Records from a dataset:
_____
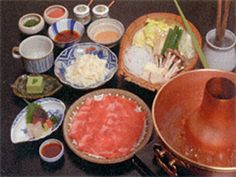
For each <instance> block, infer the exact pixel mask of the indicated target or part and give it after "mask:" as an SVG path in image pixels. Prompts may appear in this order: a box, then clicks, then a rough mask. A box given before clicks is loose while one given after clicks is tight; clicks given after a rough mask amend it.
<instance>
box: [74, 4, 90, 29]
mask: <svg viewBox="0 0 236 177" xmlns="http://www.w3.org/2000/svg"><path fill="white" fill-rule="evenodd" d="M73 12H74V15H75V17H76V20H78V21H79V22H80V23H82V24H83V25H87V24H88V23H89V22H90V21H91V15H90V8H89V6H87V5H85V4H79V5H77V6H75V7H74V9H73Z"/></svg>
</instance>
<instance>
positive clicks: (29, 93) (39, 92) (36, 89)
mask: <svg viewBox="0 0 236 177" xmlns="http://www.w3.org/2000/svg"><path fill="white" fill-rule="evenodd" d="M43 89H44V83H43V77H42V76H29V77H28V79H27V83H26V92H27V93H29V94H40V93H43Z"/></svg>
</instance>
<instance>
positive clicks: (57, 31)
mask: <svg viewBox="0 0 236 177" xmlns="http://www.w3.org/2000/svg"><path fill="white" fill-rule="evenodd" d="M84 30H85V29H84V25H83V24H81V23H80V22H78V21H75V20H73V19H63V20H60V21H58V22H56V23H54V24H52V25H51V26H50V27H49V28H48V36H49V37H50V38H51V39H52V40H53V41H54V43H55V44H56V45H57V46H58V47H60V48H66V47H70V46H72V45H73V44H75V43H77V42H79V41H80V39H81V37H82V36H83V34H84Z"/></svg>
_____
Assigned task - Rewrite the material above, changing every "positive clicks" to "foreground clicks" and keeping everything else the same. Leave the pictures out of your answer.

Expected output -
For each <instance> block, infer the exact pixel mask of the indicated target or part and give it after "mask:" as an SVG path in image pixels. Prompts may appear in this order: a box, then clicks, then a rough mask. A box given before clicks is loose while one given after clicks is tight; clicks given after a rough mask amend it.
<instance>
box: [74, 4, 90, 29]
mask: <svg viewBox="0 0 236 177" xmlns="http://www.w3.org/2000/svg"><path fill="white" fill-rule="evenodd" d="M73 12H74V15H75V17H76V20H78V21H79V22H80V23H82V24H83V25H87V24H88V23H89V22H90V21H91V15H90V8H89V6H87V5H85V4H79V5H77V6H75V7H74V9H73Z"/></svg>
</instance>
<instance>
foreground clicks: (29, 93) (39, 92) (36, 89)
mask: <svg viewBox="0 0 236 177" xmlns="http://www.w3.org/2000/svg"><path fill="white" fill-rule="evenodd" d="M43 89H44V83H43V77H42V76H29V77H28V79H27V83H26V92H27V93H29V94H40V93H43Z"/></svg>
</instance>
<instance>
foreground clicks: (57, 31)
mask: <svg viewBox="0 0 236 177" xmlns="http://www.w3.org/2000/svg"><path fill="white" fill-rule="evenodd" d="M84 30H85V29H84V25H83V24H81V23H80V22H78V21H75V20H73V19H63V20H60V21H58V22H56V23H54V24H52V25H51V26H50V27H49V28H48V36H49V37H50V38H51V39H52V40H53V41H54V43H55V44H56V45H57V46H58V47H60V48H66V47H70V46H72V45H73V44H75V43H77V42H79V41H80V39H81V37H82V36H83V34H84Z"/></svg>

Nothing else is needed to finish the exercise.